__What to work on__
Could you reproduce every record below exactly as it stands?

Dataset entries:
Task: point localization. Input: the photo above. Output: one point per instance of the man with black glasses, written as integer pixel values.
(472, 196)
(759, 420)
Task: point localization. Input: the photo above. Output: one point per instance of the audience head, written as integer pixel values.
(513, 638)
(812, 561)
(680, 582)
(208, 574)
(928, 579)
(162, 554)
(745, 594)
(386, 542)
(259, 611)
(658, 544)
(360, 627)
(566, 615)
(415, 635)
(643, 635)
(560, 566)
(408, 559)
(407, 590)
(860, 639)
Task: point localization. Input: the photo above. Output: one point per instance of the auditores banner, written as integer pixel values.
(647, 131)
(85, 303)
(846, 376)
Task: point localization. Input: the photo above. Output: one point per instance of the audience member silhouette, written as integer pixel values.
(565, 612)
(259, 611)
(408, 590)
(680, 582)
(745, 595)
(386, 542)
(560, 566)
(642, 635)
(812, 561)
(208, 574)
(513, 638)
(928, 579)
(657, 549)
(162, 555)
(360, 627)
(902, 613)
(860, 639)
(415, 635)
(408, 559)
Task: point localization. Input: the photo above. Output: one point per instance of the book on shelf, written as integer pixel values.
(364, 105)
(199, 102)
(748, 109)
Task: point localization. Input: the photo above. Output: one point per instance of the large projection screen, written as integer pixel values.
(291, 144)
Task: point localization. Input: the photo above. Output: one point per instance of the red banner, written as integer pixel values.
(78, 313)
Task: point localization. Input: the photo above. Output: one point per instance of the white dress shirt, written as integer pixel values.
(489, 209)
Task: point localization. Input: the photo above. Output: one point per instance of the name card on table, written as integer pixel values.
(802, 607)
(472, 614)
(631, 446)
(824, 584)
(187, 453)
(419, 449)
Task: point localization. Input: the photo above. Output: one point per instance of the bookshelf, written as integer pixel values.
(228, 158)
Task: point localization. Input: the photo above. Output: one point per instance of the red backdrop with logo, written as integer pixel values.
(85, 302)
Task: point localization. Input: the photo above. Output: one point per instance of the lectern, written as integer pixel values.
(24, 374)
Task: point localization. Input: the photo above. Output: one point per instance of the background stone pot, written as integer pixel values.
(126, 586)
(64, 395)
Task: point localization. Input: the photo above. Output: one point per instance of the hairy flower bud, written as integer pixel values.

__Written reply__
Task: point localization. Input: the photo above. Output: one point per instance of the man with black glasses, written as integer pixel values.
(472, 196)
(759, 420)
Task: point localization. Input: the photo above. Output: one point per instance of the audience head, written as integer pixel values.
(513, 638)
(812, 561)
(680, 582)
(208, 574)
(928, 579)
(162, 554)
(745, 594)
(386, 542)
(259, 611)
(658, 544)
(360, 627)
(566, 615)
(415, 635)
(643, 635)
(560, 566)
(408, 559)
(407, 590)
(860, 639)
Task: point localization. Input: the photo above. Output: one point per instance of the auditores banner, written as integer pixel values.
(647, 131)
(85, 303)
(846, 376)
Task: point localization. Input: the photo above. Output: one point per instance of the audience member silhouette, written as integer pixel values.
(565, 612)
(259, 611)
(408, 590)
(680, 582)
(745, 595)
(386, 542)
(560, 566)
(642, 635)
(812, 561)
(208, 574)
(513, 638)
(928, 579)
(657, 549)
(162, 555)
(360, 627)
(902, 613)
(860, 639)
(415, 635)
(408, 559)
Task: point localization. Input: the photo above. Output: one point per instance of the book on shelf, written as integer pixel values.
(364, 105)
(199, 102)
(748, 109)
Task: point localization. Input: the photo above. Output: one point per instance of the large projection screen, written as integer pixel values.
(291, 144)
Task: point localization. Input: the photo above. Output: one point per instance of the red banner, written as integer pixel values.
(78, 313)
Task: point localization. Input: the photo above. Output: one point per instance of the white dress shirt, written as integer pixel values.
(489, 209)
Task: point localization. Input: the photo above. Output: one point per instance of the name card on table, written as integer pixel values.
(802, 607)
(472, 614)
(631, 446)
(824, 584)
(187, 453)
(419, 449)
Task: point localization. Input: the photo above. Output: one point per instance of the bookshelf, written as integer pixel values.
(228, 158)
Task: point localization. Input: the photo above. Output: one point per instance of the red backdrop with logo, written as integer pixel values.
(85, 302)
Task: point localization. Input: the photo above. Output: one point per instance of the lectern, written as integer pixel values.
(24, 374)
Task: point localization. Input: the photo above. Output: one point per instance of the background stone pot, written as integer pixel values.
(126, 586)
(64, 395)
Task: point localization. Input: the photo above. Output: one point per instance of the hairy flower bud, written as integer pixel values.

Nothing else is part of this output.